··· SELECTED EXCERPT

The next day we packed up our climbing gear (and not enough water) and continued southeast to the start of the “LeConte Route”, which ascends the large chute between the middle and southernmost cliffs at the base of the southwest face of North Palisade. As you might guess from the above description, the route up North Palisade is a bit convoluted, at least if you want to keep the level of difficulty to class 4. Mostly you wind up climbing steep, loose chutes, punctuated by the fun of the catwalk.
The catwalk is a ledge that connects two chutes, and is the key to this “easiest” route.
After climbing most of the chute that you reach following the catwalk, you come to a point where it narrows, and you have to bypass two chockstones in order to reach the U Notch (low point on the ridge in the photo below).
We were about to start this challenging portion of the route when it became clear that we had run out of time – it was 12:45pm, and we still had 700ft of vertical to go. So we called it, and started our descent. We got back to water at 7pm, reached our camp at 7:30pm, and had just enough daylight to enjoy dinner AND the bottle of cab that Schmed had schlepped all the way in from the car. That was some good wine.
We spent the night, then did a fast hike out the next morning, reaching the car by 11am. We enjoyed another meal at the Mountain Rambler in Bishop, then Schmed & I drove home while Jenna headed up to the Ancient Bristlecone Pine Forest, spent the night at the Barcroft research facility gate, jogged up to the summit of White Mtn (another 14Ker) the next morning, and drove to Nevada City that afternoon. Oh, and she wants to try North Pal again this fall. To be young again…
I’ve been picking off segments of the Sierra High Route for several years now, and decided that the northern-most section (aka “Canyon Country”, which lies between Tuolumne Meadows and Twin Lakes) was this year’s goal. Dave White had done some of the SHR with me in previous years, and it wasn’t hard to convince him to join me for this year’s adventure, which would start July 19th, 2021.
By reversing the route and heading south-bound, we could climb Matterhorn Peak with our friend Schmed, and he’d be able to facilitate a shuttle, by driving separately and giving us a ride from Bridgeport to the trailhead for Horse Creek near Twin Lakes and Mono Village.

······
··· MATERIAL

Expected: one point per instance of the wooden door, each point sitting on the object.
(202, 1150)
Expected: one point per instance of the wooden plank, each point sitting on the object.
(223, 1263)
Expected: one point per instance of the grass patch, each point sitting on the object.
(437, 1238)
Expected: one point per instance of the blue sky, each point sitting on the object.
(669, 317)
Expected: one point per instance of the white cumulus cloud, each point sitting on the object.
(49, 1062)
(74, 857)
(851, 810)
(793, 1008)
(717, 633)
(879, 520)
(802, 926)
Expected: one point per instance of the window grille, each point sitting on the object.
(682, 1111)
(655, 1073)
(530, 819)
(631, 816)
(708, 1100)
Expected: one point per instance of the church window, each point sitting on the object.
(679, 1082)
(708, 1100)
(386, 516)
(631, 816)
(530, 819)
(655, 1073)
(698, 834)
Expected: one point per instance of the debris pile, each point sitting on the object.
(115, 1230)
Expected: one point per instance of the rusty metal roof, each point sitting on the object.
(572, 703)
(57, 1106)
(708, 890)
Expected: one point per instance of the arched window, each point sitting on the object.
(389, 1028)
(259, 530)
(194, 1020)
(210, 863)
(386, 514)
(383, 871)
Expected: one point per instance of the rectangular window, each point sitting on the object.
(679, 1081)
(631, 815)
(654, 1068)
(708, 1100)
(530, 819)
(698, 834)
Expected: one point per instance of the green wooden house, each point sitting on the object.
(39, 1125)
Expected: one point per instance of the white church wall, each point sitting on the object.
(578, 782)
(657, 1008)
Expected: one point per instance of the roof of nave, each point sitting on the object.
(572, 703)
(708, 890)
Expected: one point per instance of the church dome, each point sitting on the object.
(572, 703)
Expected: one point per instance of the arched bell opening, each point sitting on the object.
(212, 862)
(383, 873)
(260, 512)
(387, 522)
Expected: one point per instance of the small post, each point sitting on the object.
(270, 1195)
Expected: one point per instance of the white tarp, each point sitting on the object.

······

• SET OF TASKS:
1/ Answer these questions about the climbing account:
(a) What time was it when the group realized they had run out of time on North Palisade?
(b) By what other name is the northern-most section of the Sierra High Route known?
(c) On what date was this year's Sierra High Route adventure set to start?
2/ Convert the data entries, from the first one through the line containing "(437, 1238)", into a numbered list, leaving out any blank lines.

• TASK RESULTS:
1/
(a) 12:45pm
(b) "Canyon Country"
(c) July 19th, 2021

2/
1. Expected: one point per instance of the wooden door, each point sitting on the object.
2. (202, 1150)
3. Expected: one point per instance of the wooden plank, each point sitting on the object.
4. (223, 1263)
5. Expected: one point per instance of the grass patch, each point sitting on the object.
6. (437, 1238)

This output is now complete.